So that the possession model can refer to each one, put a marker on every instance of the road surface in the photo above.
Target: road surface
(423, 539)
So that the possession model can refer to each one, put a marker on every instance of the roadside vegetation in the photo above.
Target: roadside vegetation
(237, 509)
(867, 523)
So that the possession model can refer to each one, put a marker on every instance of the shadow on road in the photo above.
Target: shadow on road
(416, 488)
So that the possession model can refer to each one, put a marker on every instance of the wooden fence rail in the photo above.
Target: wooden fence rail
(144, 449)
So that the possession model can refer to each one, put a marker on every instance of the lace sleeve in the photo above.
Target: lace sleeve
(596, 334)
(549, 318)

Required action ▸ The response should be an exact repeat of the data above.

Exercise output ▸
So that the possession model can refer to each one, put a marker on every instance of the road surface in the photo above.
Target: road surface
(423, 539)
So that the possession model can refer to each one, put a marker on every instance of the roadside vegetation in the photo above.
Target: roadside vegetation
(237, 509)
(867, 523)
So that the possession model can refer to each one, put a marker on every instance of the shadow on road in the photo above.
Target: shadow on road
(416, 488)
So that the possession model can refer to each one, put a marker on every instance of the wooden fence rail in the photo above.
Target: wooden fence rail
(144, 449)
So that the possession model can refer to each one, put a marker on every instance of the lace sleeve in the photo above.
Target: lace sleeve
(596, 334)
(549, 318)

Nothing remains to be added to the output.